**Work instructions:**
Reproduce, word for word, the portion of the text on firing and employee rights that lies between "Based on general" and "require timely filing.", inclusive.

**Document segment:**
Employers must give warnings or follow progressive discipline before firing — unless a written employment agreement, union contract, or company policy specifically requires a progressive discipline process, employers generally have no legal obligation to provide warnings before termination.

!

Verbal promises of job security are automatically enforceable — oral promises of continued employment ("you'll always have a job here") are difficult to enforce, and in most at-will states, they do not override the at-will doctrine without additional evidence of a binding contract.

!

If the employer gave a false reason for the firing, I automatically win a wrongful termination case — proving that the stated reason was false (a "pretext") is an important element of many discrimination claims, but it is typically just one piece of the analysis. Courts also examine whether the true reason for the termination was illegal discrimination or retaliation.

What You Can Do Next

Based on general information about similar situations, here are some steps to consider:

1

File a charge of discrimination with the EEOC (or state equivalent) before the deadline — typically within 180 days in states without a state agency, or 300 days in states with a state fair employment practices agency.

Agency: U.S. Equal Employment Opportunity Commission (EEOC) Deadline: Typically 180 to 300 days from the termination date, depending on your state

2

File for unemployment insurance benefits promptly, as most states have a waiting period and require timely filing.

Agency: CareerOneStop — Unemployment Benefits Finder Deadline: Filing deadlines vary by state — file as soon as possible after separation

3

If termination followed protected whistleblowing activity, file a separate retaliation complaint with OSHA's whistleblower protection program, which covers multiple statutes beyond workplace safety.

**Data excerpts:**
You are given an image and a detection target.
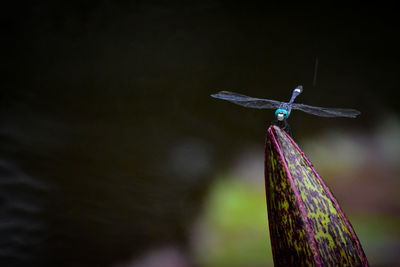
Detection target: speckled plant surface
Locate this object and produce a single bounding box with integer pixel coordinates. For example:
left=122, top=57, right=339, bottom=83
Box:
left=265, top=126, right=368, bottom=266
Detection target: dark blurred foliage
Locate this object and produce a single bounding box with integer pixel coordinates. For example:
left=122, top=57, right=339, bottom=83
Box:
left=0, top=1, right=400, bottom=266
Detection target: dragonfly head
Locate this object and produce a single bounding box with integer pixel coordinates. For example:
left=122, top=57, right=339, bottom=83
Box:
left=275, top=108, right=289, bottom=121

**Your response:**
Based on general information about similar situations, here are some steps to consider:

1

File a charge of discrimination with the EEOC (or state equivalent) before the deadline — typically within 180 days in states without a state agency, or 300 days in states with a state fair employment practices agency.

Agency: U.S. Equal Employment Opportunity Commission (EEOC) Deadline: Typically 180 to 300 days from the termination date, depending on your state

2

File for unemployment insurance benefits promptly, as most states have a waiting period and require timely filing.